Page extract:
───

She wasn’t perfect, but she chose me anyway: How my mom’s love through mental illness and hardship gave me life and hope.

Though the church can sometimes wound deeply because it is made of people, it is also the place where I have found the most healing. I often speak about the Church, the community, and the many people who have poured into my life—teachers, coaches, and families who helped me navigate trauma and pain. They opened their homes to me, offered encouragement when I felt like giving up, and reminded me I was not alone. But I rarely talk about the woman who reflected goodness in the most personal and intimate ways—the woman who loved me from the very beginning, enough to bring me into this world and raise me for as long as she was able: my mom.

From ages twelve to eighteen, I lived apart from my mom in several foster homes. She has suffered, and continues to struggle, with many mental illnesses, which made our relationship incredibly challenging at times. Because of these difficulties, many people view my mom negatively. I remember once posting on Facebook about the sacrificial love my mom has shown me, and someone responded angrily, asking, “How could she be a sacrificial mom if she let her daughter grow up in foster care?” I felt sad for that person. It baffled me how quickly people can judge, lacking compassion or understanding of the full story.

Birth mothers often carry the weight of criticism, yet they are quietly heroic. They love their children enough to recognize when they cannot provide the life their child deserves, and in many ways, choosing their child’s well-being over their own is an act of courage. My mom embodied that heroism. She brought me into the world amid extreme hardship: I was conceived in the shadow of abuse, my biological father passed before I was born, and both of my mom’s parents had recently died, leaving her alone in a city she barely knew. Yet, she said to me, “As soon as I heard your heartbeat and saw you on the ultrasound, I knew I loved you.” Even in the midst of her struggles, she chose life for me, she chose sacrifice, and she chose love.

───

Point-per-instance localization data:
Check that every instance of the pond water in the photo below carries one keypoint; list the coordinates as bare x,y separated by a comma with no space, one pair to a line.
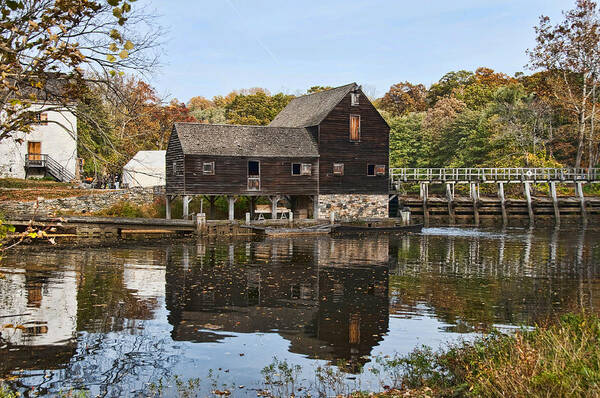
120,321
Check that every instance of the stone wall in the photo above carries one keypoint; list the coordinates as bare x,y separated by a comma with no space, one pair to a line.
81,204
353,206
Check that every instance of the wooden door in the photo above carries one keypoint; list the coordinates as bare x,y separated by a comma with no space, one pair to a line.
34,150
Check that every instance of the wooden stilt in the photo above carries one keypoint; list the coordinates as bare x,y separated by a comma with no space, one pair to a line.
186,206
475,196
168,207
555,203
424,193
252,206
579,190
231,201
502,203
274,200
211,200
527,189
450,197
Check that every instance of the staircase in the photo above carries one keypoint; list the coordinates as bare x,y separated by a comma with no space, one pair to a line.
49,165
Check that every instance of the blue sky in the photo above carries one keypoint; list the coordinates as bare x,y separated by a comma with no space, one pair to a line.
214,47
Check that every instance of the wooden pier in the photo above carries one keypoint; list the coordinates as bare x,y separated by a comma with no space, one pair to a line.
455,209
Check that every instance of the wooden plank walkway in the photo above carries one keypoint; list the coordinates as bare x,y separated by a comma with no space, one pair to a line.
492,175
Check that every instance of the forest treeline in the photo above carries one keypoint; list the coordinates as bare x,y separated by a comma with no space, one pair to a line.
544,117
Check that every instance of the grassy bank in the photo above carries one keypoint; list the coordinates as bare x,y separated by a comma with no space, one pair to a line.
561,359
557,360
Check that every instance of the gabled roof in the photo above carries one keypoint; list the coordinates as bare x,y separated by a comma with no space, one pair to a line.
235,140
311,109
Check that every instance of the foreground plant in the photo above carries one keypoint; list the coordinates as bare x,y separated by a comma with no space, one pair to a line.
562,359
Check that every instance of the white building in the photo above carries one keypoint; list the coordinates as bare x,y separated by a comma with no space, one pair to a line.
49,149
145,169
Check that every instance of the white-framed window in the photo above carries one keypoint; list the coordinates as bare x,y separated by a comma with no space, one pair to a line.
338,169
370,169
301,169
355,128
208,168
41,118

───

Problem A: According to the essay about the writer's mom, during which ages did the writer live apart from her in foster homes?
Problem B: Repeat the essay about the writer's mom from "From ages twelve" up to and including "the full story.".
Problem C: Write what comes next in the essay about the writer's mom, following on from its last sentence.

Answer box A: From ages twelve to eighteen.

Answer box B:
From ages twelve to eighteen, I lived apart from my mom in several foster homes. She has suffered, and continues to struggle, with many mental illnesses, which made our relationship incredibly challenging at times. Because of these difficulties, many people view my mom negatively. I remember once posting on Facebook about the sacrificial love my mom has shown me, and someone responded angrily, asking, “How could she be a sacrificial mom if she let her daughter grow up in foster care?” I felt sad for that person. It baffled me how quickly people can judge, lacking compassion or understanding of the full story.

Answer box C:
Many might say my life has been far from ideal—marked by abuse, neglect, foster homes, and PTSD—but what life is truly perfect? I am endlessly grateful for the life God has given me, a life that exists because my mom chose to birth me. I receive much recognition for surviving the odds of foster care, but that praise cannot exist without the shame my mom endures for not being the “ideal” mother. To me, she is my ideal.

I genuinely believe my mom has always given everything she could, even with the weight of her mental illness. She may not be found sitting in a church pew, yet I see glimpses of Christ in her life: a woman who suffers, who has been humiliated, but who continues to endure, give, and love with all she has—for the life of another. Her love is not perfect, but it is real, sacrificial, and profound.